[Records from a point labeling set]
----------

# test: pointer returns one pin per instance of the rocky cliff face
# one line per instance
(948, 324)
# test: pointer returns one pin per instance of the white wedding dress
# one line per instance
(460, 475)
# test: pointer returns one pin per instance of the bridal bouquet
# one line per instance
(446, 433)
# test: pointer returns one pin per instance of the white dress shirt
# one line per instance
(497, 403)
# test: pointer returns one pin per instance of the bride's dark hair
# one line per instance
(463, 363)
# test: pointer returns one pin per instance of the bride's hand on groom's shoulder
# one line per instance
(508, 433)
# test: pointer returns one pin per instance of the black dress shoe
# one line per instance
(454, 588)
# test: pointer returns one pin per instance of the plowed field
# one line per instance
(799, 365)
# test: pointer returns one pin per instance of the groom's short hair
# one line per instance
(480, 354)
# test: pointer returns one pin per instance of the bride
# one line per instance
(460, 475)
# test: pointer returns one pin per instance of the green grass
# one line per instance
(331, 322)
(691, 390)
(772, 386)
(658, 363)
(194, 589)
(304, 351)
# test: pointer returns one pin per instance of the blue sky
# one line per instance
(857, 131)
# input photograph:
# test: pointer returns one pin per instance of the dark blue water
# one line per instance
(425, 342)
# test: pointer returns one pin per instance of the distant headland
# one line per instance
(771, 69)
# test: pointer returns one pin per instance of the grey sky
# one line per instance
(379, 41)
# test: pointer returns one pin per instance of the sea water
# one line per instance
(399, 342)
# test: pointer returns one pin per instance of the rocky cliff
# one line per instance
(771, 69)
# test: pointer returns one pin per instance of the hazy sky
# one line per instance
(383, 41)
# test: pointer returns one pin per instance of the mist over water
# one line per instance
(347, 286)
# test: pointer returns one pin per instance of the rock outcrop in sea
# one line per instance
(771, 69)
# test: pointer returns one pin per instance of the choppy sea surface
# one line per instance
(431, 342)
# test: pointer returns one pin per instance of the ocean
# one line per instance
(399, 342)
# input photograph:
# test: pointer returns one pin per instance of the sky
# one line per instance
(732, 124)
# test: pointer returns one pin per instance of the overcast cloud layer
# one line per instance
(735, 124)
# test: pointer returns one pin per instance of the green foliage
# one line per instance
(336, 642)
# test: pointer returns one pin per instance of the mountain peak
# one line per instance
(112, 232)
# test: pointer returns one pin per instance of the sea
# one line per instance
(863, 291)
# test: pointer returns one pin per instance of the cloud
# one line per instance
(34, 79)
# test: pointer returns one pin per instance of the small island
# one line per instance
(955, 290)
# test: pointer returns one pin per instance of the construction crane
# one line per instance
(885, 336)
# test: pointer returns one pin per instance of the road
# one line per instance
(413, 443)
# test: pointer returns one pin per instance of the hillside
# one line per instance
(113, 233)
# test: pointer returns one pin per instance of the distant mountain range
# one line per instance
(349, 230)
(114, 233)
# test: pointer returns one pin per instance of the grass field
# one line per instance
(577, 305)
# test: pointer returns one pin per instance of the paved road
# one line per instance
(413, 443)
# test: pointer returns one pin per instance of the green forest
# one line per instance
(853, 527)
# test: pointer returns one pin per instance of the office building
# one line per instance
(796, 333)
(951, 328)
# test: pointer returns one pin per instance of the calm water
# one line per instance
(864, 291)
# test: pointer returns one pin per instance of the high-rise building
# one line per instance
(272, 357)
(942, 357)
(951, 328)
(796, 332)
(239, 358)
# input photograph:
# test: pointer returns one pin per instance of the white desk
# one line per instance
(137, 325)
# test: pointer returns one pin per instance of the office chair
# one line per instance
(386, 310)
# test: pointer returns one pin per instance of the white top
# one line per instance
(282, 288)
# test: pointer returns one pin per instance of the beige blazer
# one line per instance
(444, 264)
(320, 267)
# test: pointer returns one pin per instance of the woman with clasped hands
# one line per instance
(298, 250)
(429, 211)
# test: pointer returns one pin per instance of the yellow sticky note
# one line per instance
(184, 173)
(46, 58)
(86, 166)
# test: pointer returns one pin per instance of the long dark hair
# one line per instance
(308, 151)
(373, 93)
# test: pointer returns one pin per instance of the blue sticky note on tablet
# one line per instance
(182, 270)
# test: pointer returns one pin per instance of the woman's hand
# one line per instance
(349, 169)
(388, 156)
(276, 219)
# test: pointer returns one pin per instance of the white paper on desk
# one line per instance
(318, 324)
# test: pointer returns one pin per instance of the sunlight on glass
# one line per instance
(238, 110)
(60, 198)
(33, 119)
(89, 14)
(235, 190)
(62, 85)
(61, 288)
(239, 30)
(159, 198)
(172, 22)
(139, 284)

----------

Print every line of the material above, unchanged and in the same order.

# test: pointer returns one pin per instance of the rocky cliff face
# one line per instance
(948, 324)
# test: pointer returns one pin per instance of the white wedding dress
# one line per instance
(460, 475)
# test: pointer returns one pin per instance of the bridal bouquet
# one line per instance
(446, 433)
# test: pointer returns one pin per instance of the white dress shirt
# one line per instance
(497, 403)
# test: pointer returns one pin per instance of the bride's dark hair
# one line per instance
(463, 363)
# test: pointer returns one pin per instance of the bride's hand on groom's shoulder
# one line per instance
(508, 433)
# test: pointer returns one pin per instance of the black dress shoe
# one line per instance
(454, 588)
# test: pointer returns one pin per instance of the plowed field
# one line per instance
(799, 365)
# test: pointer returns one pin per instance of the groom's short hair
# one line per instance
(480, 354)
# test: pointer returns one pin per instance of the bride
# one line per instance
(460, 475)
# test: pointer returns one pin per instance of the green grass
# one line per instance
(331, 322)
(691, 390)
(772, 386)
(658, 363)
(194, 589)
(304, 351)
# test: pointer returns one pin per instance of the blue sky
# one line per instance
(857, 131)
# input photograph:
# test: pointer returns one pin per instance of the dark blue water
# one line per instance
(425, 342)
# test: pointer returns one pin per instance of the distant headland
# one line per instance
(771, 69)
# test: pointer returns one pin per instance of the grey sky
# one line per instance
(379, 41)
# test: pointer returns one pin per instance of the sea water
# one line per instance
(399, 342)
# test: pointer returns one pin per instance of the rocky cliff
# one line per instance
(771, 69)
# test: pointer returns one pin per instance of the hazy sky
# one line per instance
(383, 41)
# test: pointer returns one pin per instance of the mist over water
# one line per instance
(347, 286)
# test: pointer returns one pin per instance of the rock outcrop in sea
# one line per instance
(771, 69)
# test: pointer returns one pin per instance of the choppy sea surface
# one line per instance
(431, 342)
# test: pointer returns one pin per instance of the ocean
# one line per instance
(399, 342)
# input photograph:
# test: pointer returns one pin per instance of the sky
# one line per instance
(732, 124)
# test: pointer returns one pin per instance of the overcast cloud layer
# one line per instance
(735, 124)
# test: pointer returns one pin per instance of the green foliage
# one line per instance
(336, 642)
# test: pointer returns one pin per instance of the mountain peak
# one line per instance
(112, 232)
# test: pointer returns one pin per instance of the sea
# one line per instance
(863, 291)
# test: pointer returns one pin per instance of the cloud
# one line per instance
(34, 79)
# test: pointer returns one pin per instance of the small island
# one line per instance
(955, 290)
# test: pointer returns one pin per instance of the construction crane
# one line per instance
(885, 336)
# test: pointer returns one pin per instance of the road
# one line per instance
(413, 443)
# test: pointer returns one pin per instance of the hillside
# one line per instance
(113, 233)
# test: pointer returns one pin per instance of the distant mountain range
# one line per instance
(349, 230)
(114, 233)
# test: pointer returns one pin per instance of the grass field
# one line per instance
(577, 305)
# test: pointer returns one pin per instance of the paved road
# one line per instance
(413, 443)
# test: pointer returns one pin per instance of the green forest
# one line per instance
(853, 527)
# test: pointer returns one pin per instance of the office building
# one line per instance
(796, 333)
(951, 328)
# test: pointer returns one pin per instance of the calm water
# one line per instance
(864, 291)
# test: pointer returns one pin per instance of the high-rise building
# one line per instance
(272, 357)
(942, 357)
(951, 328)
(796, 332)
(239, 358)
# input photograph:
# test: pointer returns one pin per instance of the white desk
# one line per instance
(137, 325)
# test: pointer returns one pin per instance of the office chair
# one line per instance
(386, 310)
# test: pointer returns one pin per instance of the white top
# one line per instance
(282, 288)
# test: pointer returns one pin per instance of the beige blazer
# one line per instance
(444, 264)
(320, 267)
# test: pointer returns one pin per instance of the woman with clasped hands
# one line per instance
(298, 250)
(429, 211)
# test: pointer returns one pin per instance of the yellow sticky note
# one line per instance
(184, 173)
(46, 58)
(86, 166)
# test: pointer returns one pin per instance of the long dark hair
# one line per instance
(308, 151)
(373, 93)
# test: pointer returns one pin per instance of the blue sticky note on tablet
# one line per instance
(182, 270)
# test: pointer returns one pin per instance of the woman's hand
# one line per instance
(349, 169)
(388, 156)
(276, 219)
# test: pointer returns one pin per instance of the white paper on desk
# one line per instance
(318, 324)
# test: pointer returns one pin per instance of the sunlight on glass
# one line per instance
(238, 110)
(60, 198)
(33, 119)
(89, 14)
(235, 190)
(62, 85)
(61, 288)
(239, 30)
(159, 198)
(172, 22)
(139, 284)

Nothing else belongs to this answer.